(A block of data)
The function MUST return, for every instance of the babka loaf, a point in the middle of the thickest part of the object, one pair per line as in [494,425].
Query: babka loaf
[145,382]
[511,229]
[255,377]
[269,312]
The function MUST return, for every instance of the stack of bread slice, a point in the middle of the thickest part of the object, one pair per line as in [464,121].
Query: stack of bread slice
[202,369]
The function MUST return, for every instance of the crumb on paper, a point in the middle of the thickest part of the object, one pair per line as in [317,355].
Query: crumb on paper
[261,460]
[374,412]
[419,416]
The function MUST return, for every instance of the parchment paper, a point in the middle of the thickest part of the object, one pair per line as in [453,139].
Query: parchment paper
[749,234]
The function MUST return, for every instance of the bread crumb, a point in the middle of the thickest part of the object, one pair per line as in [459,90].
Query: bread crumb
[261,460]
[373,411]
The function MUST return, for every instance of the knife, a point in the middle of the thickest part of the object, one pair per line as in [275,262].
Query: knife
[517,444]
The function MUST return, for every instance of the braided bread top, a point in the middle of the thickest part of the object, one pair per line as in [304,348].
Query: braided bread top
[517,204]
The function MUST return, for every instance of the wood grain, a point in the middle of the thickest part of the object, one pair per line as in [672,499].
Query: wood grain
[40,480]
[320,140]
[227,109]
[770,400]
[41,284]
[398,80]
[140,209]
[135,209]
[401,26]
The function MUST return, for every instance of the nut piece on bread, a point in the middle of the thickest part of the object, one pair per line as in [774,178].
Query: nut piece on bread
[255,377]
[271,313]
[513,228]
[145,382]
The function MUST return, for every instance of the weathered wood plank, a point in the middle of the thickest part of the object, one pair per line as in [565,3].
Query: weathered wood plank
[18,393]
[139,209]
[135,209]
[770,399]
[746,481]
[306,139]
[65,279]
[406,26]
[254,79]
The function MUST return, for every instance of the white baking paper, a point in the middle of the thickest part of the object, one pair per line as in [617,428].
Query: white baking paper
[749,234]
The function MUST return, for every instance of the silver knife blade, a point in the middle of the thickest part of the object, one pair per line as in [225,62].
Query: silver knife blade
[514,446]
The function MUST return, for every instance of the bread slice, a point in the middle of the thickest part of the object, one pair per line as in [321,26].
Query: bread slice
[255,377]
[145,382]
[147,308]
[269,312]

§ Directive:
Reproduce the listing above, swapping "thickest" for "widest" at every occurrence and keeping everything else the same.

§ Reply:
The function MUST return, for every instance of the babka loaf, a point in the middle of the widest part of the object, one pair per line as in [494,425].
Query: babka loaf
[145,382]
[511,229]
[255,377]
[269,312]
The function MUST return, for every instance of the stack of bread slice, a point in the middle of the widest part of the object, one pair per line as in [464,121].
Query: stack of bread slice
[202,369]
The function MUST return, for every instance of the crumb on paper, a point in the middle of the widest part of the object, one pair per line as in [317,355].
Query: crumb on paper
[261,460]
[374,412]
[419,416]
The function MUST return, for every instance of the parchment paper, a point in the middle of the widest part of the object, one pair per line as in [453,139].
Query: parchment paper
[749,234]
The function MUST return, for every instance of the bread crumb, a point in the middle of the widest part of the object, one pair per line as in [459,90].
Query: bread crumb
[261,460]
[373,411]
The function MUST return, for every instance of the knife, a point in the middle of the widest part of the object, one pair per line as in [275,262].
Query: knife
[517,444]
The function MUST return, for every instance of the braided bread top, a point in the middle of the widest part of the object, one pair per line as in [304,348].
Query: braided bread top
[517,204]
The function MUST return, for every instance of the wood grain, a point in the middle of the widest part of the object, one pair per line as in [672,499].
Query: wood grain
[40,480]
[320,140]
[227,109]
[770,400]
[41,284]
[398,80]
[140,209]
[135,209]
[401,26]
The function MUST return, for every instance of the nut piece on bread, a point in the middle of the widest part of the object, one pair per line as in [774,178].
Query: nut piece on bread
[255,377]
[271,313]
[513,228]
[145,382]
The function MUST return, for every instance of the weathered wood plank, a point in the middle of the widest part of the object, one pair per line as in [565,3].
Query: weathered wood plank
[18,393]
[139,209]
[135,209]
[770,399]
[746,481]
[306,139]
[65,279]
[406,26]
[254,79]
The function MUST return, for every instance of the white baking paper, a point in the middle of the widest part of the object, one pair per line as in [617,428].
Query: white baking paper
[749,234]
The function MUST return, for every instance of the silver knife blade, a point in the middle of the widest part of the object, one pair per line as in [225,62].
Query: silver knife blade
[514,446]
The function MUST return, for every instance of the bread slice, a point in the middle of the widest part of the object, one pair per line as in [321,26].
Query: bread slice
[255,377]
[145,382]
[147,308]
[269,312]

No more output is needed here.